▸ WHAT IS NEEDED: Please extend the passage below on serum protein markers for gastric cancer metastasis, picking up right after its final sentence.

▸ PROVIDED TEXT:

※ ※ ※

The CAIX (carbonic anhydrase IX) protein is often associated with cancer, particularly with solid tumors27. CAIX is an enzyme that plays a role in regulating pH levels in cells and is overexpressed in various cancer types. CAIX is overexpressed in response to hypoxic conditions in various cancer types28. Its expression is associated with aggressive tumor behavior and poorer outcomes, making it a target of interest for both diagnostic and potential therapeutic interventions in cancer. Interestingly, the serum level of CAIX was higher in the metastasis group than in the control group.

5’-NT (5’-nucleotidase, also known as CD73) is an enzyme that plays a significant role in cancer, particularly in the context of the tumor microenvironment and immune response29. 5’-Nucleotidase (CD73) protein expression in cancer is closely linked to the tumor microenvironment and immune response, and high levels of CD73 can promote an immunosuppressive environment, allowing cancer cells to grow and metastasize29. It is a potential target for cancer immunotherapies, and its expression can serve as a diagnostic and prognostic marker for certain cancer types. Interestingly, the serum level of 5’-NT was higher in the metastatic GC group than in the control group.

CEA is a glycoprotein often elevated in the blood of individuals with various cancers, including gastric cancer. Elevated carbohydrate antigen CA19-9 levels in gastric cancer patients are often associated with more advanced disease stages and may indicate a less favorable prognosis30. However, it is important to note that these markers lack specificity for gastric cancer and can be influenced by various factors6, so they are typically used in conjunction with other clinical and diagnostic information. Here, we used GSEA to identify characteristic pathways associated with metastasis and recurrence. Specific pathways, such as the response to interleukin-4 and hypoxia-related pathways, were enriched in metastatic patients (Fig. 3). In contrast, the negative regulation of T-cell apoptosis and nucleotide metabolic processes was downregulated in the recurrence group, indicating differences in the underlying mechanisms. We used a random forest classification model to evaluate the predictability of various proteins. A decision-tree model was also used for classification and demonstrated that MUC16 played a dominant role in the model (Fig. 4). This means that this model is useful for predicting GC metastasis based on the MUC16 serum level in AGC patients. In fact, MUC16 is a protein that has shown promise as a novel biomarker in cancer, particularly in the context of ovarian cancer31. In this study, we found the potential of MUC16 as a novel marker for predicting metastasis in gastric cancer and underscored its superiority compared to traditional markers such as CEA and CA19-9. However, it also acknowledges that further research is needed to fully understand the clinical implications of these findings, particularly regarding survival rates.

※ ※ ※

Items in a dataset
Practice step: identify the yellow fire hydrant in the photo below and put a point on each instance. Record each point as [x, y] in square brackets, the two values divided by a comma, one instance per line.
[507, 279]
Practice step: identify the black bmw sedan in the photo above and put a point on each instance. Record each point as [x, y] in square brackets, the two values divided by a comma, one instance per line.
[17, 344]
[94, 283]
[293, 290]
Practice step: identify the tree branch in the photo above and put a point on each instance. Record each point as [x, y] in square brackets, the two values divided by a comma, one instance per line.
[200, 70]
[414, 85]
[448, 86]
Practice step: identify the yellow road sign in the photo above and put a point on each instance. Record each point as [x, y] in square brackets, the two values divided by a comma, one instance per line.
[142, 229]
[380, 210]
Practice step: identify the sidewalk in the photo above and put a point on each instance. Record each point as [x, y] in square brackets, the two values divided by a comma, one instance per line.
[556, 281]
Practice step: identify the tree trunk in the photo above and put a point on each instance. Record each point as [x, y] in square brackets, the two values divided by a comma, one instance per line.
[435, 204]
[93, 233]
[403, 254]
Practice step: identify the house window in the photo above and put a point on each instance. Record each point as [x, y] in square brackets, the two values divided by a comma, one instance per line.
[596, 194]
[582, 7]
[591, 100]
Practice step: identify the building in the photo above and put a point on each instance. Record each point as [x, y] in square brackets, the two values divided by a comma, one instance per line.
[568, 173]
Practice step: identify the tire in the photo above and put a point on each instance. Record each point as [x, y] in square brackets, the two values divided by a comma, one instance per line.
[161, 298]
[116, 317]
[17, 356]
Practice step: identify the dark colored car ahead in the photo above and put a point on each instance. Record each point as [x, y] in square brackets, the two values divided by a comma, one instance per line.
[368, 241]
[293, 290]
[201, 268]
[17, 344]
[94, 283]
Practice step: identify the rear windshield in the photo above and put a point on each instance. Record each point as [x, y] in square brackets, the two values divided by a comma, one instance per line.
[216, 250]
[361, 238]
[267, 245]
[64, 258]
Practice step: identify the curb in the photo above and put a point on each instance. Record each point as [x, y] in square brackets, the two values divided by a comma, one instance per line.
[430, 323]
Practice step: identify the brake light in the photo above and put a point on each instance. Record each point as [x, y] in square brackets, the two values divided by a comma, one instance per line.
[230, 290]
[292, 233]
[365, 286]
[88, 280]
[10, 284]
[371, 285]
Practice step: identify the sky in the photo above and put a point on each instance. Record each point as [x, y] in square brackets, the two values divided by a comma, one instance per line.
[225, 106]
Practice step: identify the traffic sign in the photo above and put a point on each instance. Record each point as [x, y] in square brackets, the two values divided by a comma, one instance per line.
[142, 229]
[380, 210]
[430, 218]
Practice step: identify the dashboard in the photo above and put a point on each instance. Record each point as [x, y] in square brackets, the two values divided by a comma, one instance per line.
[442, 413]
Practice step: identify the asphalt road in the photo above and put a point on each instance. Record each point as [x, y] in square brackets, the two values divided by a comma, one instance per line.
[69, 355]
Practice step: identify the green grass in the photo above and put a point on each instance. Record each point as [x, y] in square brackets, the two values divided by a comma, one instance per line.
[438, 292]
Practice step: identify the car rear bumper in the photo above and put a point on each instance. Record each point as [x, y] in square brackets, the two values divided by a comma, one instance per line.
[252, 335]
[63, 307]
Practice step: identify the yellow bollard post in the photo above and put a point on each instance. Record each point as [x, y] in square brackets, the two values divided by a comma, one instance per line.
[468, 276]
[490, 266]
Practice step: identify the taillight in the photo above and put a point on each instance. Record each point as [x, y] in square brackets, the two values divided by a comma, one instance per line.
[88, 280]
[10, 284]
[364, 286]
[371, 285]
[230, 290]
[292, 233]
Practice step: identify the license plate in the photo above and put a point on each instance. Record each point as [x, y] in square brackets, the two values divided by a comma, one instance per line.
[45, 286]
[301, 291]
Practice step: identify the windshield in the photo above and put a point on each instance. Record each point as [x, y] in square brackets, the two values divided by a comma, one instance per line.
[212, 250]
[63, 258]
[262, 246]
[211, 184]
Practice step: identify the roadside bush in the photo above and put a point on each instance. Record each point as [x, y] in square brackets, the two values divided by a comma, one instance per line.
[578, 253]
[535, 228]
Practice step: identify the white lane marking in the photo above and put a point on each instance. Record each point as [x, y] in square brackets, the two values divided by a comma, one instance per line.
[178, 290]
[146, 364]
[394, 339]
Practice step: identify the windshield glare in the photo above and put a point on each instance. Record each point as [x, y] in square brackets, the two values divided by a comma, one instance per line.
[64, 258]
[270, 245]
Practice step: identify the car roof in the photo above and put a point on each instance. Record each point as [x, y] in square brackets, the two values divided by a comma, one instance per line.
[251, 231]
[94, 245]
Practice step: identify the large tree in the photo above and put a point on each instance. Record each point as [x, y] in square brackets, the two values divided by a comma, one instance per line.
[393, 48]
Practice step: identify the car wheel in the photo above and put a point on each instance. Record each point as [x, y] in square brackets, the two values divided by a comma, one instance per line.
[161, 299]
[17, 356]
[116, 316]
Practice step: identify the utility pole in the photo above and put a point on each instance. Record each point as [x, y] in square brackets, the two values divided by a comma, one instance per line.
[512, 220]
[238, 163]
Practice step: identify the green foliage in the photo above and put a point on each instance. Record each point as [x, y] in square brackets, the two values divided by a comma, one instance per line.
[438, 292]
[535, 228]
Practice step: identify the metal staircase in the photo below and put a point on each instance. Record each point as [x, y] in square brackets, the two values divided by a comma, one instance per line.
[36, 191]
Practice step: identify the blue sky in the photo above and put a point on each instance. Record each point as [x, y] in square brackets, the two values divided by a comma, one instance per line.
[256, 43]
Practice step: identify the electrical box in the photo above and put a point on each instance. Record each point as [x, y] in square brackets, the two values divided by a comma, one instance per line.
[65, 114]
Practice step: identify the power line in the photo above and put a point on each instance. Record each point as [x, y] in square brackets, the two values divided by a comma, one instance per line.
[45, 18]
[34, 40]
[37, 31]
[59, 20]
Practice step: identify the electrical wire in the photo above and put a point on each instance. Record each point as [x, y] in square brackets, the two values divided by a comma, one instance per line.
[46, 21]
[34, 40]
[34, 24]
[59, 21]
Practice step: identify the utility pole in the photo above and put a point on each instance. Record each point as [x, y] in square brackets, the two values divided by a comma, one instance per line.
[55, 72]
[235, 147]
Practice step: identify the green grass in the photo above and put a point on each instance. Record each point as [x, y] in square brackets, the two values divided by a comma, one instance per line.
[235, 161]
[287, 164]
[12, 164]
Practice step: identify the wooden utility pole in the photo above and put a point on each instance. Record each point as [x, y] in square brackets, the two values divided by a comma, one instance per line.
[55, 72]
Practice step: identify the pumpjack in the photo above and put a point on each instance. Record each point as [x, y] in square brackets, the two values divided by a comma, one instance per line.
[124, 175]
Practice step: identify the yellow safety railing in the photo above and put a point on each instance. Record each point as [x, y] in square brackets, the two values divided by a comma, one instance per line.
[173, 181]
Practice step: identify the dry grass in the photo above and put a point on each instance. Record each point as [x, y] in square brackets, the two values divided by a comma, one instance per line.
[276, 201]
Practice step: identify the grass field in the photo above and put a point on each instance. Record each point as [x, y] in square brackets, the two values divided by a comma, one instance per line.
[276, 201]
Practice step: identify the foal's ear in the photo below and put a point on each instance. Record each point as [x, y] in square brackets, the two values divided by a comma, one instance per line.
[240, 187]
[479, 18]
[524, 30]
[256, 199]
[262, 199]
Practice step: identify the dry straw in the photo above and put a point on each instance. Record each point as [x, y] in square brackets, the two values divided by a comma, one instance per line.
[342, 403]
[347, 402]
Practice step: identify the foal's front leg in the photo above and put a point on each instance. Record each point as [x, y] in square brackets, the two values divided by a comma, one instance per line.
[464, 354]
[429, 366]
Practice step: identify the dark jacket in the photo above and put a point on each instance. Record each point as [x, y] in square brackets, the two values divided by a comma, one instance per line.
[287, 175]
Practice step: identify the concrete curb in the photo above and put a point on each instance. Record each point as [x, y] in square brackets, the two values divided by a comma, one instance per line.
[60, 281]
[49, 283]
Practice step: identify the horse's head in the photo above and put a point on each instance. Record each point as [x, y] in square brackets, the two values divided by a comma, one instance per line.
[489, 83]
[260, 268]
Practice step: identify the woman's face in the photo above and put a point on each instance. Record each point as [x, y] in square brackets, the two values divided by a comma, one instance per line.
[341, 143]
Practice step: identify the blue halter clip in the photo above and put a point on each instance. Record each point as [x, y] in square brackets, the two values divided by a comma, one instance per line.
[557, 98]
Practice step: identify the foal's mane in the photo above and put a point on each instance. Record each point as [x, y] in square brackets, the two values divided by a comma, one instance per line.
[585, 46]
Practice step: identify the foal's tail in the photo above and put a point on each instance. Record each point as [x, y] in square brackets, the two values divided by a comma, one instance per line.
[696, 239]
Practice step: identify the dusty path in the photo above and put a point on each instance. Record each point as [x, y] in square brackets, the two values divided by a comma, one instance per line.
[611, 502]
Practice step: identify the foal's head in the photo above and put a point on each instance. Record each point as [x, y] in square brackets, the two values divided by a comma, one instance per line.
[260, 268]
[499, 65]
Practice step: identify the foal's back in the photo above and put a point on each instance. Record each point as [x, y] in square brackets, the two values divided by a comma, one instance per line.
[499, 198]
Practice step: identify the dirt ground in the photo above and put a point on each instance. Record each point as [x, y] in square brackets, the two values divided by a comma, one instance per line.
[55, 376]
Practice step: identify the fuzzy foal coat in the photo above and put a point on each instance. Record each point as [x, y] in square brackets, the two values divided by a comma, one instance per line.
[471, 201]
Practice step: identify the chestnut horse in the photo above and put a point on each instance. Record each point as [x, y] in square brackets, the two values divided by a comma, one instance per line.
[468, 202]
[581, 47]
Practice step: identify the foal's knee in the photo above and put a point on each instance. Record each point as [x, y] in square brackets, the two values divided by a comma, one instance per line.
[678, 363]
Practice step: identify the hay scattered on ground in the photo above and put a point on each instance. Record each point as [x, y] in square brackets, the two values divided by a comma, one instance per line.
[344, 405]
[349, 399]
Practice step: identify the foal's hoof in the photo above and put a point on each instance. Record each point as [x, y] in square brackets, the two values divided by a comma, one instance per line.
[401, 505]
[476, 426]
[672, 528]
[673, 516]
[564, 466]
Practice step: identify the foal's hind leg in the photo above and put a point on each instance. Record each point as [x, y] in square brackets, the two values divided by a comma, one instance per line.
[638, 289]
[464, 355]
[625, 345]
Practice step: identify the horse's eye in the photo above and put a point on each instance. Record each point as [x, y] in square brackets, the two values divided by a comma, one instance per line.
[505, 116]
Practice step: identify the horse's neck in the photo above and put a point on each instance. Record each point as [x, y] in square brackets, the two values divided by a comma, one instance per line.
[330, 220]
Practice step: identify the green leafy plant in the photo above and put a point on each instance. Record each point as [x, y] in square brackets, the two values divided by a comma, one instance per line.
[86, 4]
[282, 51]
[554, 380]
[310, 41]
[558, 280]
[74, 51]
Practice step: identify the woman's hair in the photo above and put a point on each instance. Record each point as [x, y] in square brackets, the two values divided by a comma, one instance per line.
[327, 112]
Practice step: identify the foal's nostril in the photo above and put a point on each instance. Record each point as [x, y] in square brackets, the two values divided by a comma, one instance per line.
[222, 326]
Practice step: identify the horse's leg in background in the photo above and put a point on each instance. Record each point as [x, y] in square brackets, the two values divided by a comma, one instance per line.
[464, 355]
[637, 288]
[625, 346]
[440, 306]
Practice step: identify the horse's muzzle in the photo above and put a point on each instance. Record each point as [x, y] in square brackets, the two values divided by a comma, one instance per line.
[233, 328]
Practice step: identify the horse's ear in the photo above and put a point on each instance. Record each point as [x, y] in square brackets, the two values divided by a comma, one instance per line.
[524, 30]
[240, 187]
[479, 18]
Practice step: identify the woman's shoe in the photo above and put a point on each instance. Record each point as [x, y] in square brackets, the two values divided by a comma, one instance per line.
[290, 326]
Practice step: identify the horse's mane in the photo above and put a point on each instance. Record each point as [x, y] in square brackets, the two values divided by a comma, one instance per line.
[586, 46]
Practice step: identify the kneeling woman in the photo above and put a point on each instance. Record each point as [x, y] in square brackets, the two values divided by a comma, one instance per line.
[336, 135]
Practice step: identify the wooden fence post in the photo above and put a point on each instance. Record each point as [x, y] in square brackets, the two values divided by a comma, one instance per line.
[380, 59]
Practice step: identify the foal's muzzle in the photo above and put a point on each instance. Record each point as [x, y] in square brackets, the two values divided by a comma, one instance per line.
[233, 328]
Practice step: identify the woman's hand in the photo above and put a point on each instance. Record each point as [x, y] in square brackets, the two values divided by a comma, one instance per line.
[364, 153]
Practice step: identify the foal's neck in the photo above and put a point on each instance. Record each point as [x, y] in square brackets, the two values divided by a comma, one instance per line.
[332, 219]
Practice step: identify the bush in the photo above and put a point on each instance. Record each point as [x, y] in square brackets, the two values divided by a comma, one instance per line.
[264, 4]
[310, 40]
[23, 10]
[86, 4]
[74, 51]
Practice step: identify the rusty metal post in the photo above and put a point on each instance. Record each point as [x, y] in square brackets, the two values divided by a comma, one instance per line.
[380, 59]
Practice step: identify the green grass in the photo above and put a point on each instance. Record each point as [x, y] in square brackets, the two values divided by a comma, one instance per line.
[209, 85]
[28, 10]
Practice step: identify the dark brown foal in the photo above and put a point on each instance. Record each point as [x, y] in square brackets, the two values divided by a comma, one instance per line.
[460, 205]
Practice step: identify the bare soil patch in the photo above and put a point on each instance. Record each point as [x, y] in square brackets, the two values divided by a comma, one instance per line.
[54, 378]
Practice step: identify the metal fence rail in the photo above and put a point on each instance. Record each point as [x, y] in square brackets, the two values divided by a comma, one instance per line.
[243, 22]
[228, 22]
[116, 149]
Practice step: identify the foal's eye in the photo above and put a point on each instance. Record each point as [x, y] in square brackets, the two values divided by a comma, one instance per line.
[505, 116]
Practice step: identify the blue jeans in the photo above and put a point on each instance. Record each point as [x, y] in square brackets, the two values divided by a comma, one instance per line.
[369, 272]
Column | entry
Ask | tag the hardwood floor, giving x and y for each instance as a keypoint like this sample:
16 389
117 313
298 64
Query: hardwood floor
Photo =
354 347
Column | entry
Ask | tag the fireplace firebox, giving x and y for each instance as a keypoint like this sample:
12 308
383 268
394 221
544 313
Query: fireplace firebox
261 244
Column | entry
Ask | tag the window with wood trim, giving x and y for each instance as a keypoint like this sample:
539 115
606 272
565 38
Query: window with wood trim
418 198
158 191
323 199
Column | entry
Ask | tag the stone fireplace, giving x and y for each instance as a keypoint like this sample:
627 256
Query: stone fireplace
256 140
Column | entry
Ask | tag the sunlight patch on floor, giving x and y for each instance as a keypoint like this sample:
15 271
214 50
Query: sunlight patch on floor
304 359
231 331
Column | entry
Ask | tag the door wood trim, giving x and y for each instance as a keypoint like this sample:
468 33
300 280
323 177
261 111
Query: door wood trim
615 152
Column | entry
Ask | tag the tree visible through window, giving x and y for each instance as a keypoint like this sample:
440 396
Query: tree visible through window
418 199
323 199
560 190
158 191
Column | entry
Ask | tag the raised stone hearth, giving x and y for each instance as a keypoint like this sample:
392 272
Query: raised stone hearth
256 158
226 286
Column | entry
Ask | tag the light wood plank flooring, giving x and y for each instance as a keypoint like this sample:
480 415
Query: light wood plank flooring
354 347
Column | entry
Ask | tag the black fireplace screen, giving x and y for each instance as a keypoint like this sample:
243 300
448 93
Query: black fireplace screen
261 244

※ ※ ※

▸ OUTPUT FOR THIS TASK:
Our study has several limitations. The exploratory nature of our investigation precludes immediate clinical implementation of the results. It is worth noting that our AGC cohort is drawn from a relatively homogeneous Korean population, which may limit the extrapolation of our findings to more diverse populations. However, we are not aware of any specific population characteristics that would significantly impact the generalizability of our results. It is important to acknowledge that our study population was primarily composed of T stage 3 patients, with only 25.9% having stage III disease. Consequently, our findings may be primarily influenced by the protein levels in patients with the highest tumor burden, resulting in more pronounced protein level variations. Additionally, our results are limited by the preselection of proteins by Olink, and proteins found in other studies of patients with AGC were not examined. Above all, the clinical application of prognostic protein indices hinges on comprehensive validation. If validated, these prognostic indices could serve as a valuable tool for guiding clinical decisions in collaboration with the patient.